# Information shown
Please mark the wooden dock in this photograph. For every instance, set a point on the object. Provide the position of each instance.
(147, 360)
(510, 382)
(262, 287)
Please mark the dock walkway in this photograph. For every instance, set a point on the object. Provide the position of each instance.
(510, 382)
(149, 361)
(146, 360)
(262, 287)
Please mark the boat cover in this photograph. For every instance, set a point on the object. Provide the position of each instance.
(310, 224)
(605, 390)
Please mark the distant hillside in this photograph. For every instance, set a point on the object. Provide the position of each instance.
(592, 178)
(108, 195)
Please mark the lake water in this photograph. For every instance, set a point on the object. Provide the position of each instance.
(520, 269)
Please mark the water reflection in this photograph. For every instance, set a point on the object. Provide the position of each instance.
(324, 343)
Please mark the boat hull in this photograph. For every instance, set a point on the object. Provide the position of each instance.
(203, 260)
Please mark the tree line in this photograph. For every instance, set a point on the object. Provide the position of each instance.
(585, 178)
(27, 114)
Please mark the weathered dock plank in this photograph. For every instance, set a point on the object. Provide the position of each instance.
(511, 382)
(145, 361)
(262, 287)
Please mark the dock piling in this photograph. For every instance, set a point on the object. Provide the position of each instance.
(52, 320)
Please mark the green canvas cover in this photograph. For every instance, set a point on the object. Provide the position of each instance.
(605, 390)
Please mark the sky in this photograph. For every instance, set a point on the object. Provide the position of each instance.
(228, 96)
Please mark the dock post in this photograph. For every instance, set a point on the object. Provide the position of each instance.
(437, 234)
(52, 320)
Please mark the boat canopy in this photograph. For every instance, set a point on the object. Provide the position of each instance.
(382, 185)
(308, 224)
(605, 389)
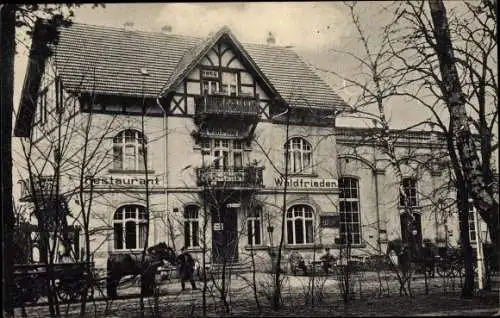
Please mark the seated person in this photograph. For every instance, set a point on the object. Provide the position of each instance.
(297, 261)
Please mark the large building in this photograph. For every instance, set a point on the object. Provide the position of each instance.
(179, 130)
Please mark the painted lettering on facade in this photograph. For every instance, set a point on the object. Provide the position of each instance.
(122, 181)
(307, 183)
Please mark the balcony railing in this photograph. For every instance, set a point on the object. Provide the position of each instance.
(42, 185)
(224, 105)
(230, 177)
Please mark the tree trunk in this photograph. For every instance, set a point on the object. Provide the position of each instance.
(463, 219)
(8, 32)
(479, 189)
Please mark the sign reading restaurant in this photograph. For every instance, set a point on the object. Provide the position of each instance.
(307, 183)
(122, 180)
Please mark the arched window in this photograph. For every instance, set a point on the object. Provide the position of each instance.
(191, 226)
(129, 223)
(129, 151)
(299, 225)
(350, 224)
(299, 155)
(254, 226)
(410, 193)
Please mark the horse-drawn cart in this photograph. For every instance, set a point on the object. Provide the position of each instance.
(69, 281)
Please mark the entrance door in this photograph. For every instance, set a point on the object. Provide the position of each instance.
(408, 226)
(225, 235)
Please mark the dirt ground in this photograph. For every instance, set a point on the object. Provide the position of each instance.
(443, 300)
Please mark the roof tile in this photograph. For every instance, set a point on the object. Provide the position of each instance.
(107, 60)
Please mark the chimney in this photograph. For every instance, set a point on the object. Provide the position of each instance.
(127, 26)
(270, 39)
(166, 29)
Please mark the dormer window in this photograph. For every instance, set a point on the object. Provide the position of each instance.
(210, 81)
(230, 83)
(222, 83)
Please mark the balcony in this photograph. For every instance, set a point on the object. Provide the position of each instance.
(230, 177)
(42, 186)
(237, 107)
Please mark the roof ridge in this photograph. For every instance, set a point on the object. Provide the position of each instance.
(115, 28)
(223, 29)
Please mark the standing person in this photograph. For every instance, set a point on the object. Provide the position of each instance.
(186, 268)
(327, 260)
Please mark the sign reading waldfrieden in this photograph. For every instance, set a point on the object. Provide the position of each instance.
(307, 183)
(123, 180)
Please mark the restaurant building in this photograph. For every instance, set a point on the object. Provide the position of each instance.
(201, 137)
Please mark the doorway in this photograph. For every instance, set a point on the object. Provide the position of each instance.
(408, 226)
(225, 235)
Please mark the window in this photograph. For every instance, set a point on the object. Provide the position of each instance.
(472, 224)
(129, 151)
(350, 224)
(254, 226)
(224, 153)
(130, 224)
(299, 155)
(299, 224)
(210, 81)
(191, 227)
(41, 114)
(230, 83)
(410, 193)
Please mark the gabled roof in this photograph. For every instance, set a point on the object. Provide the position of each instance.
(117, 55)
(194, 56)
(106, 60)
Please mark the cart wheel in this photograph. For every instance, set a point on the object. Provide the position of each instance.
(443, 270)
(25, 293)
(67, 291)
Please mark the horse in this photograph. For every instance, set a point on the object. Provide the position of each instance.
(121, 265)
(423, 256)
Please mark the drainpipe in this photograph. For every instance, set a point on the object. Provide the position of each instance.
(165, 163)
(377, 208)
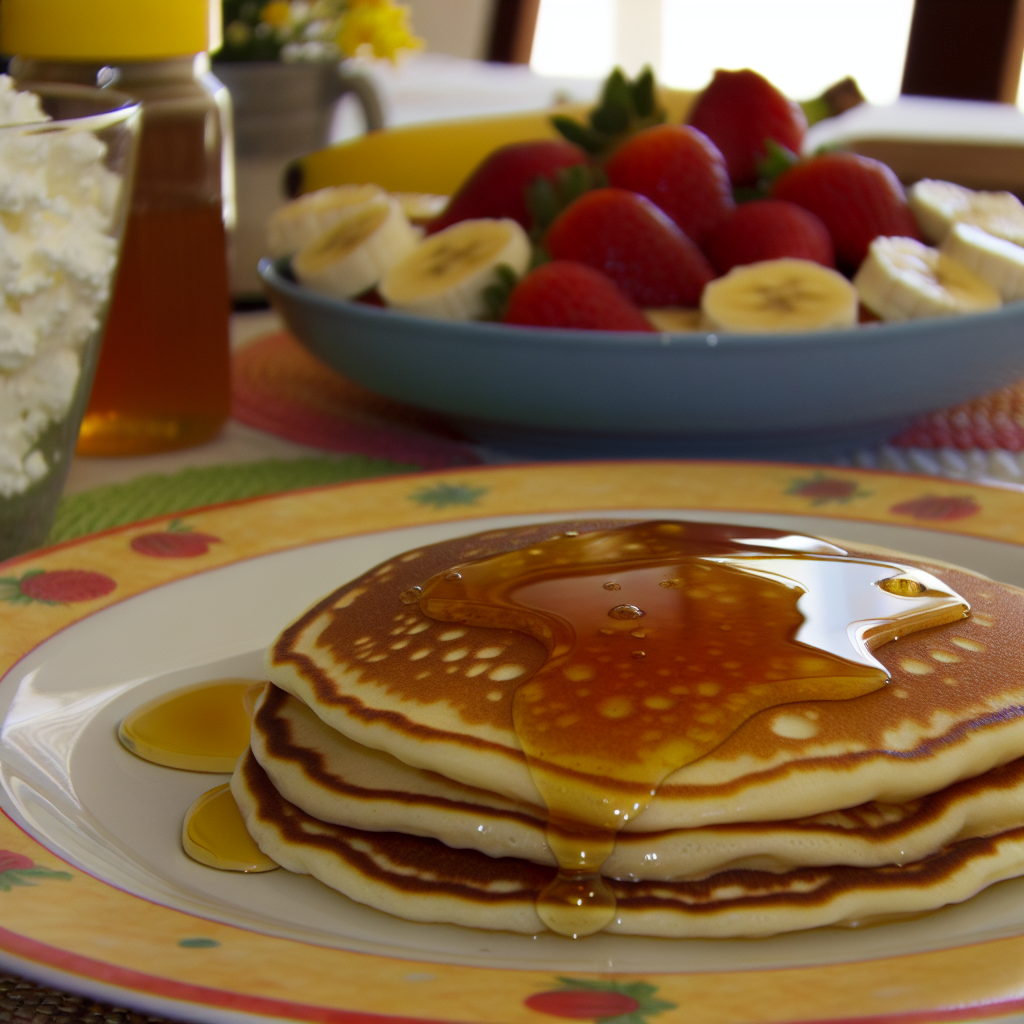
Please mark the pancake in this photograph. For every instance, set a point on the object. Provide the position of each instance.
(336, 780)
(423, 880)
(437, 695)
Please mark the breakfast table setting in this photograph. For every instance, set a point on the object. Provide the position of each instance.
(363, 411)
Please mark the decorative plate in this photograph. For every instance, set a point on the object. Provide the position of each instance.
(97, 897)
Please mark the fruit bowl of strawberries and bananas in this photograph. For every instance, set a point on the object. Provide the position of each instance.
(644, 287)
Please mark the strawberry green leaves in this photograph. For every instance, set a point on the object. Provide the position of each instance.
(626, 108)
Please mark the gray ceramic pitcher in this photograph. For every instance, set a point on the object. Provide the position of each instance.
(282, 111)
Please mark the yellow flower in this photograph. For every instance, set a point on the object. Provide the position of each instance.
(276, 13)
(376, 26)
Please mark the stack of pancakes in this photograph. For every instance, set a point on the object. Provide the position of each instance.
(385, 762)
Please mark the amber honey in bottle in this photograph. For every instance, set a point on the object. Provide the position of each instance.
(163, 378)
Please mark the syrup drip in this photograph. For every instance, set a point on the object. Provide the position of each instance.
(198, 728)
(736, 621)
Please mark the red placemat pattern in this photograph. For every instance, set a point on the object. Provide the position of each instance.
(994, 421)
(280, 387)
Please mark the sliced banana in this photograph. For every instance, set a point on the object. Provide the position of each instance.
(304, 219)
(901, 279)
(994, 260)
(420, 207)
(939, 205)
(778, 295)
(353, 255)
(445, 274)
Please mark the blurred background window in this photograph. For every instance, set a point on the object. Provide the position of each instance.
(803, 46)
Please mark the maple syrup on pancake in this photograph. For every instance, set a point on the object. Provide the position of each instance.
(663, 639)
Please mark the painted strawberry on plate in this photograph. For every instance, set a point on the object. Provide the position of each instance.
(16, 869)
(178, 541)
(55, 587)
(607, 1001)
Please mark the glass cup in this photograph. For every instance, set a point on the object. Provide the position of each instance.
(65, 186)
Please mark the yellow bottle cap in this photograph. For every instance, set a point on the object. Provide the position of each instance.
(109, 30)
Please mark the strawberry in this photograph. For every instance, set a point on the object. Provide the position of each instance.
(738, 111)
(577, 1005)
(768, 228)
(56, 587)
(572, 295)
(498, 186)
(628, 238)
(178, 541)
(678, 169)
(857, 199)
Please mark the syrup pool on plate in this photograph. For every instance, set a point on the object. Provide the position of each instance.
(203, 728)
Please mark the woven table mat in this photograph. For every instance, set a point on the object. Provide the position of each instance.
(24, 1001)
(280, 387)
(145, 497)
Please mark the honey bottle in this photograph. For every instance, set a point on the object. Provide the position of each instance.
(163, 379)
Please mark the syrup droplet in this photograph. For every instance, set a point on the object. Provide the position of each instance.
(198, 728)
(626, 611)
(214, 834)
(903, 587)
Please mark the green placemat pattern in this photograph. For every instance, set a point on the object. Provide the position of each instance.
(118, 504)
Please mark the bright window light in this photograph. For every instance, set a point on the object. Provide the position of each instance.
(803, 46)
(574, 38)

# Problem to work on
Reproduce all the records verbatim, excluding images.

# Solved problem
Please mark the wooden dock in this photograph. For every instance, set a point on the object. Provide the position of each instance.
(147, 360)
(510, 382)
(262, 287)
Please mark the dock walkway in this photograph. For every instance, set a point on the object. Provide the position of each instance.
(510, 382)
(149, 361)
(146, 360)
(262, 287)
Please mark the boat cover in this photograph. For every instance, set a point on the object. Provide the position of each instance.
(310, 224)
(605, 390)
Please mark the distant hillside in this photograph. For every instance, set a point on the object. Provide the position of each instance.
(592, 178)
(108, 195)
Please mark the lake water in this photograph. For every instance, set a point on the object. Provide the position of each instance.
(520, 269)
Please mark the water reflection in this photograph. For every instance, set a point on the object. Provide the position of each instance.
(324, 343)
Please mark the boat hull in this photograph. For every instance, set a point on the object. Provide the position of each instance.
(203, 260)
Please mark the tree line in this photograph. For every instance, set a point on the object. Provide the position of each instance.
(585, 178)
(27, 114)
Please mark the weathered dock plank in this photograph. For every instance, set a point on the object. Provide the position of each instance.
(511, 382)
(145, 361)
(262, 287)
Please mark the dock piling in this photograph. For every instance, set a point on the object. Provide the position of each instance.
(52, 320)
Please mark the green canvas cover in this photograph. For every instance, set a point on the object. Provide the position of each instance.
(605, 390)
Please mark the sky in this photograph. For every instance, set a point on the object. Provide the position of each instance.
(228, 96)
Please mark the dock post in this photograph. For every instance, set a point on the object. Provide the position of each instance.
(437, 234)
(52, 320)
Please mark the boat canopy in this photograph. For every instance, set a point on the object. Provide the position of each instance.
(382, 185)
(308, 224)
(605, 389)
Please mark the seated person in this photograph. For every instance, set a point on the object. Provide the position of each instance.
(297, 261)
Please mark the large building in this photograph. For every instance, set a point on the object. Provide the position of each instance.
(179, 130)
Please mark the painted lettering on facade in this photograph. For every instance, set a point on the object. Provide the position of each instance.
(122, 181)
(307, 183)
Please mark the balcony railing in this photograph. For every instance, set a point on the object. Provide the position of each instance.
(42, 185)
(224, 105)
(230, 177)
Please mark the tree trunk in this photograph. For every instance, set a point on the object. Provide the position of each instance.
(463, 219)
(8, 32)
(479, 189)
Please mark the sign reading restaurant in this photograph. For every instance, set a point on the object. Provide the position of each instance.
(307, 183)
(122, 180)
Please mark the arched window in this photograph. For every instance, set a point on the object. Provide the position of each instance.
(191, 226)
(129, 223)
(129, 151)
(299, 225)
(350, 224)
(299, 155)
(254, 226)
(410, 193)
Please mark the horse-drawn cart in this photograph. For every instance, set a point on the object. Provide the position of each instance.
(69, 281)
Please mark the entrance door in this photograph. For every instance, set a point on the object. Provide the position of each instance.
(408, 226)
(225, 235)
Please mark the dirt ground in this photograph. For every instance, set a point on the object. Provide the position of each instance.
(443, 300)
Please mark the roof tile in this photograph. For every instance, set a point on the object. Provide the position of each instance.
(107, 60)
Please mark the chimney in this photograph. For every instance, set a point on the object. Provide the position of each instance.
(127, 26)
(270, 39)
(166, 29)
Please mark the dormer window in this photograph. For every instance, set a point on the object. Provide the position of each instance.
(210, 81)
(230, 83)
(222, 83)
Please mark the balcony in this photograph. For every instance, set a point on the object. Provide the position of each instance.
(230, 177)
(42, 186)
(237, 107)
Please mark the roof ridge in this photograph. For every instance, set a point on the object. Provide the position of each instance.
(115, 28)
(223, 29)
Please mark the standing person in this photograph. For every instance, set a point on the object. Provide the position of each instance.
(186, 268)
(327, 260)
Please mark the sign reading waldfrieden in this photograph. For every instance, set a point on the object. Provide the position of each instance.
(307, 183)
(123, 180)
Please mark the restaurant building in this photograph. For every instance, set a point on the object. Provide the position of each instance.
(201, 137)
Please mark the doorway in this photograph. For every instance, set a point on the object. Provide the position of each instance.
(408, 226)
(225, 235)
Please mark the window in this photograph. For every instance, set a point on the object. Provide the position of each instance.
(472, 224)
(129, 151)
(350, 224)
(254, 226)
(224, 153)
(130, 224)
(299, 155)
(299, 224)
(210, 81)
(191, 227)
(41, 114)
(230, 83)
(410, 193)
Please mark the gabled roof in this photograph. For every instance, set a point on the object. Provide the position of each instance.
(117, 55)
(194, 56)
(106, 60)
Please mark the cart wheel in this photograph. For every instance, set a point on the object. Provide the position of each instance.
(443, 270)
(25, 293)
(67, 291)
Please mark the horse in this photograph. For every instance, set a point on the object. Provide the position of each instance.
(121, 265)
(423, 256)
Please mark the drainpipe in this photograph. For every instance, set a point on the object. Provide the position of each instance.
(165, 163)
(377, 208)
Please mark the pancake in this photograph. For every instance, set a point on the object. Provide the position of each instance.
(336, 780)
(423, 880)
(437, 695)
Please mark the breakfast table setting in this photograph. For every instance, set a point on the object. Provide the position of each instance.
(363, 411)
Please mark the decorative plate in this photograph. For every instance, set a point on the object. Provide the position of each instance.
(97, 897)
Please mark the fruit bowl of strawberries and bananas in this photograph. For every instance, set a point on the object. Provide the position of each instance.
(644, 287)
Please mark the strawberry green leaves in this photograph. For every instance, set a point on the object. Provide the position of each instance.
(626, 108)
Please mark the gray ceramic pitcher in this photograph. For every instance, set a point on the object. Provide the position of each instance.
(282, 111)
Please mark the yellow flower in this photograph. For every instance, set a point on the object. Provide the position of each instance.
(276, 13)
(376, 26)
Please mark the stack of pancakes in this photograph. For every instance, set a point on the object. Provide the position of each instance.
(385, 762)
Please mark the amber honey in bottle in this photograph. For every instance, set a point on the object. Provide the position of each instance.
(163, 378)
Please mark the syrup drip in this photograph. For every instance, set a point on the object. Provide the position of each instance.
(198, 728)
(736, 621)
Please mark the red placemat pattern in this photograph. For every instance, set a point on the object. Provide the position of each instance.
(994, 421)
(280, 387)
Please mark the sliced banana in this photograph. For every instance, set a point on the object. Provide the position of each instance.
(304, 219)
(901, 279)
(994, 260)
(420, 207)
(939, 205)
(778, 295)
(353, 255)
(445, 274)
Please mark the blurred background window in this photograph. For every instance, set a point on the object. Provide the position of each instance.
(803, 46)
Please mark the maple syrup on pancake in this photograph. For every instance, set a point on the object. Provide the position of each instance.
(663, 639)
Please mark the painted strawberry on plate in this photograph. For every instance, set a point on the object. Provide the position of each instance.
(16, 869)
(178, 541)
(55, 587)
(607, 1001)
Please mark the glass cup in this photograph. For every instance, set a point on the object. Provide the position of each instance.
(65, 186)
Please mark the yellow bottle cap in this photograph. For every instance, set a point on the object. Provide the position of each instance.
(109, 30)
Please mark the strawberry in this photograph. For every instance, set a point on the object. Provide the position of each instance.
(738, 111)
(577, 1005)
(768, 228)
(56, 587)
(572, 295)
(498, 186)
(628, 238)
(178, 541)
(678, 169)
(857, 199)
Please mark the syrup pool on plate in this photograph. For every instance, set a point on the object. Provide the position of each instance.
(203, 728)
Please mark the woven table mat in this photograph. For every instance, set a point on the object. Provide the position of each instance.
(24, 1001)
(280, 387)
(145, 497)
Please mark the honey bottle in this photograph. For every instance, set a point on the object. Provide the position of each instance.
(163, 379)
Please mark the syrup droplet in this photograph. For every instance, set a point on the object. Provide the position of each instance.
(198, 728)
(626, 611)
(214, 834)
(903, 587)
Please mark the green placemat pattern in this photograph. For every instance, set a point on the object. Provide the position of each instance.
(118, 504)
Please mark the bright window light in this photograph. For every instance, set a point on the object. Provide the position of each instance.
(803, 46)
(574, 38)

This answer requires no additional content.